[Natural language region descriptions]
____________

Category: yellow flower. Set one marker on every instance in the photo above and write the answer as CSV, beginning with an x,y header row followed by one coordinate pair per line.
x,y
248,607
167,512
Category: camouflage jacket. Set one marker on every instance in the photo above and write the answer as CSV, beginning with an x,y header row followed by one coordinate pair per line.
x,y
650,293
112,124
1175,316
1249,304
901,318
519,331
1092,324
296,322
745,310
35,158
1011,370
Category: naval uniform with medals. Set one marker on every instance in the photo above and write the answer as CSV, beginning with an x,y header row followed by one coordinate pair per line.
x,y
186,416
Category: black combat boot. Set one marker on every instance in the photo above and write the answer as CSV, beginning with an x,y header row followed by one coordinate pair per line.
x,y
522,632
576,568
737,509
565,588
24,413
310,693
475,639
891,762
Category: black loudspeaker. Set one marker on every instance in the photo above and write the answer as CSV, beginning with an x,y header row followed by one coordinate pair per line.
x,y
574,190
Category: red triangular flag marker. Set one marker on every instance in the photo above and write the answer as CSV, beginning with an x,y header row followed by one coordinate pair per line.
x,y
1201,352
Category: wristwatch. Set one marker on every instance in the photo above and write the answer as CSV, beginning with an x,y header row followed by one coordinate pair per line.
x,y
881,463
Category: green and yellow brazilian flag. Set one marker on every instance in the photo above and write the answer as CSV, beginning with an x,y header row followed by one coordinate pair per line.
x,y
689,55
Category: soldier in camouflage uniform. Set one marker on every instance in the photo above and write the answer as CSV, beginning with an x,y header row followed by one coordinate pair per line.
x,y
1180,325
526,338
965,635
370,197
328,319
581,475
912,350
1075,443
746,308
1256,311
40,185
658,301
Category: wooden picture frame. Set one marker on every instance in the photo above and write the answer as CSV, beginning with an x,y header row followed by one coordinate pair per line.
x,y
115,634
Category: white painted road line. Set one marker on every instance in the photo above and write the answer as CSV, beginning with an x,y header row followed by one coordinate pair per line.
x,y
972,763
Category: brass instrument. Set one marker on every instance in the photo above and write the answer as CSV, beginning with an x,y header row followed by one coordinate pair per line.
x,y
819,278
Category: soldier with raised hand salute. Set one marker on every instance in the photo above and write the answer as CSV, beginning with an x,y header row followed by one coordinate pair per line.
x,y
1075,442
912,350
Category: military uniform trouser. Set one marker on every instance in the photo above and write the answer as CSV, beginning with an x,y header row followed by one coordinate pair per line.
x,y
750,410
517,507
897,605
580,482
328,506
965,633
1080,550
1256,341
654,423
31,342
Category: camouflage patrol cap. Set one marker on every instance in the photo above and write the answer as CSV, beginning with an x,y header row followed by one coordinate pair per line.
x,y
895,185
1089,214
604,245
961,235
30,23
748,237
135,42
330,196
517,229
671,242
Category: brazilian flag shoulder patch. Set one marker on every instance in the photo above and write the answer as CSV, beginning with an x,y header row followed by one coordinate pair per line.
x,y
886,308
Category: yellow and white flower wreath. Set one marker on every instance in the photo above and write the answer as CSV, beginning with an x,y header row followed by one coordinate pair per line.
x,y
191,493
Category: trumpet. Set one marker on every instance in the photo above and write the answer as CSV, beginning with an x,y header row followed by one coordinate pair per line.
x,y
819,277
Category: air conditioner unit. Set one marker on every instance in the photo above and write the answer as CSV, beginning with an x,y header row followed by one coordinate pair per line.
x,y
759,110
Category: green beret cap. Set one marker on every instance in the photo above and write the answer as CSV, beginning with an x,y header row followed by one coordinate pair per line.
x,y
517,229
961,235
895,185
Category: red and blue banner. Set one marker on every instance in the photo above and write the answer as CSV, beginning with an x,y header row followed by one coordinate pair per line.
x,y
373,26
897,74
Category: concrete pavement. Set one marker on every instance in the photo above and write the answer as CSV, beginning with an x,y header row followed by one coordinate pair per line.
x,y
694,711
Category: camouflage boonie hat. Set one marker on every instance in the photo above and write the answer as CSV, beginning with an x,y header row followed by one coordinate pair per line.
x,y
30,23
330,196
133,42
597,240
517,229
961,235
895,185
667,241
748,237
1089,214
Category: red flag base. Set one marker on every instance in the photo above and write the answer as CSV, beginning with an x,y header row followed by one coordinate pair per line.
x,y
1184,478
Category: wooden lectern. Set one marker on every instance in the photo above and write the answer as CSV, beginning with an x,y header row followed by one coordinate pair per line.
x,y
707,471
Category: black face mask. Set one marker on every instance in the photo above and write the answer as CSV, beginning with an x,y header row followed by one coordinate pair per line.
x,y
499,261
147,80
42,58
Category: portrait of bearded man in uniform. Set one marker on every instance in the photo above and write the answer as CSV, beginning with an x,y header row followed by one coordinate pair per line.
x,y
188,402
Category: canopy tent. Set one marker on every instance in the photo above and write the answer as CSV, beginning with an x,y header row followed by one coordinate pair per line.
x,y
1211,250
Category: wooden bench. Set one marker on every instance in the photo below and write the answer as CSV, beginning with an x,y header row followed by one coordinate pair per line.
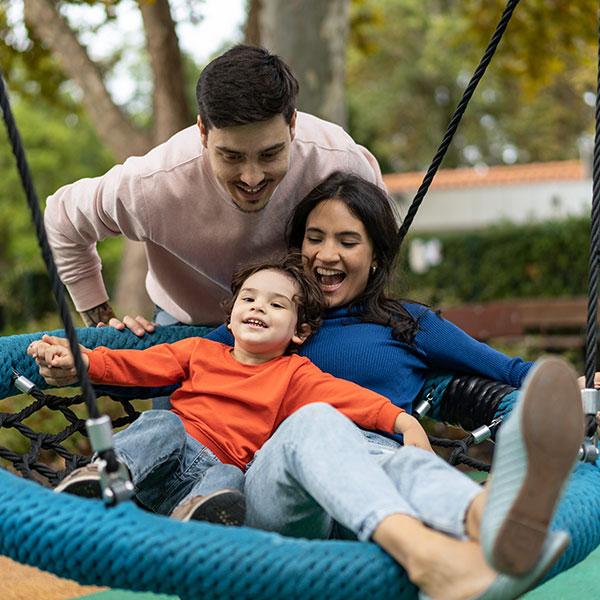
x,y
546,323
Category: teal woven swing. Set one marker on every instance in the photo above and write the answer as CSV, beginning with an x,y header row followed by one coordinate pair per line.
x,y
127,548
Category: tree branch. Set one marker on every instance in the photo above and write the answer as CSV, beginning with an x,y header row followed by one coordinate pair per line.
x,y
171,110
113,127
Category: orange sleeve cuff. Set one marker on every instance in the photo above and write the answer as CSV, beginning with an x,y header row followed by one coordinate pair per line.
x,y
97,369
387,417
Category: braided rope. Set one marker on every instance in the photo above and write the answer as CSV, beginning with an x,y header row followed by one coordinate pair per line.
x,y
456,118
591,347
38,221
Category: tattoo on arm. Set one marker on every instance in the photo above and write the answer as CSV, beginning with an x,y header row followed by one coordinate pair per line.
x,y
102,313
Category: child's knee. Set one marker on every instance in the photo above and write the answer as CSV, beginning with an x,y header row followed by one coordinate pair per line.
x,y
162,426
316,416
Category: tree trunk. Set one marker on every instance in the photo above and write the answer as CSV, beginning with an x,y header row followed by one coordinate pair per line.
x,y
310,35
113,127
171,111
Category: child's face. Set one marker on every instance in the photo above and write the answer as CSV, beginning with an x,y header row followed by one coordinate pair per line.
x,y
264,317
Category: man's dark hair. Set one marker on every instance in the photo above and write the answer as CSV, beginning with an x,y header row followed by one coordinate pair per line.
x,y
245,85
309,301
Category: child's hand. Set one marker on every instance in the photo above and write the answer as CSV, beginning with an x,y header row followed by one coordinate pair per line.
x,y
55,361
413,433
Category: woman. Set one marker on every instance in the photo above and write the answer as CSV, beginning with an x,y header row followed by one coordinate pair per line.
x,y
346,231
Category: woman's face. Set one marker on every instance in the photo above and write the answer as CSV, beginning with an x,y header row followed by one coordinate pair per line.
x,y
338,251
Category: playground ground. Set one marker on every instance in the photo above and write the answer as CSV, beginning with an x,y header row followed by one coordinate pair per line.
x,y
20,582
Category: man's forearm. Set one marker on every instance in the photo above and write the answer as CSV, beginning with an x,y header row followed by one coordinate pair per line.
x,y
99,314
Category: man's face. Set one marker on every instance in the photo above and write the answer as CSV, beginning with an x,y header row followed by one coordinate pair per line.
x,y
250,161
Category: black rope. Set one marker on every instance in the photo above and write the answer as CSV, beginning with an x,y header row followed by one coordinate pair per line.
x,y
471,401
57,286
456,118
459,454
29,464
591,347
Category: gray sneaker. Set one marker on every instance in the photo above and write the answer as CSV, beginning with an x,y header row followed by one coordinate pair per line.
x,y
225,507
84,481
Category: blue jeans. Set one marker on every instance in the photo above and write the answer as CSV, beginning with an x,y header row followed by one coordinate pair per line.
x,y
167,465
319,468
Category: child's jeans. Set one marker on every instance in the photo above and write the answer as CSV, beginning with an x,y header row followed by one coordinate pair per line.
x,y
167,465
319,468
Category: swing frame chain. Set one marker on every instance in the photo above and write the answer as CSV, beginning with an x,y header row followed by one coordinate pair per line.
x,y
115,482
589,451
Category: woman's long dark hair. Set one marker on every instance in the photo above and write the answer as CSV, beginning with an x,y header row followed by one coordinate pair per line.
x,y
373,208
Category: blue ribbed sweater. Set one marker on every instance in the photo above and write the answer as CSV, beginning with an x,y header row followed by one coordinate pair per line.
x,y
367,353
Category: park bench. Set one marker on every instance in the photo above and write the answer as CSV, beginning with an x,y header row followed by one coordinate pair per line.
x,y
548,324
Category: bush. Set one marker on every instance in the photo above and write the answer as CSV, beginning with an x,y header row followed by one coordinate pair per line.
x,y
547,259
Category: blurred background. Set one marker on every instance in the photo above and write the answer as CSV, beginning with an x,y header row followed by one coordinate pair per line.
x,y
505,223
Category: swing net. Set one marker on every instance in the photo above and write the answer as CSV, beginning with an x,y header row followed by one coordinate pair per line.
x,y
125,547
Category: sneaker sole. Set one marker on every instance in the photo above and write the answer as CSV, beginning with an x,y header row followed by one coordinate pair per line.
x,y
551,397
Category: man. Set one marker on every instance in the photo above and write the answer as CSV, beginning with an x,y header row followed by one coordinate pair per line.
x,y
207,200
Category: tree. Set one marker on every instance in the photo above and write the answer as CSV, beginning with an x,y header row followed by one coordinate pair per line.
x,y
409,62
118,130
310,35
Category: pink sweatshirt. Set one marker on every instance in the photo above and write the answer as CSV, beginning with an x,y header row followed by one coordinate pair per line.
x,y
194,234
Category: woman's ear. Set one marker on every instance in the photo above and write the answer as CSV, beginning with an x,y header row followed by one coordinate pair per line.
x,y
302,333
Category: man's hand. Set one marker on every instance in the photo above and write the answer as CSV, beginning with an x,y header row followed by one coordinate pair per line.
x,y
140,325
414,434
55,361
104,316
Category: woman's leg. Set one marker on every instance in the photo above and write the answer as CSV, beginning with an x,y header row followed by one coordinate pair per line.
x,y
318,467
164,461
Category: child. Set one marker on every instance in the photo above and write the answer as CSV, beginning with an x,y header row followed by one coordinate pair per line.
x,y
188,462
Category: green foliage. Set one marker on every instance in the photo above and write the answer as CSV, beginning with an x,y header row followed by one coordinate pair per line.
x,y
409,62
61,147
540,260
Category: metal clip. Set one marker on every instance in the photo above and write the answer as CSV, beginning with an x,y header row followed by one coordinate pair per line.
x,y
485,431
422,409
588,453
116,486
590,399
21,382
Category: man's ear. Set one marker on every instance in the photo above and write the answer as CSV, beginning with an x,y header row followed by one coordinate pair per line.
x,y
302,333
293,126
203,132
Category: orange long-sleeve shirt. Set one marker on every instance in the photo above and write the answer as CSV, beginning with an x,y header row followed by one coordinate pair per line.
x,y
234,408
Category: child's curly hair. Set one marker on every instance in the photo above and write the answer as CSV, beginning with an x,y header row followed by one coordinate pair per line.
x,y
309,301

____________

*Task details*: The answer must be the line containing "Category: man's ear." and every line after it through the last line of the records above, repeated exactly.

*Answer section*:
Category: man's ear. Set one marker on every instance in the photo above and write the answer as CSV, beginning with an x,y header row followed by one coordinate pair per line.
x,y
302,333
293,126
203,132
Category: orange long-sleeve shirt. Set one marker on every instance in the photo above and write the answer as CSV, beginning with an x,y header row followed by one coordinate pair per line.
x,y
234,408
Category: child's curly hair. Set one marker on every instance in the photo above and write the answer as CSV, beginning with an x,y header row followed by one coordinate pair per line.
x,y
309,301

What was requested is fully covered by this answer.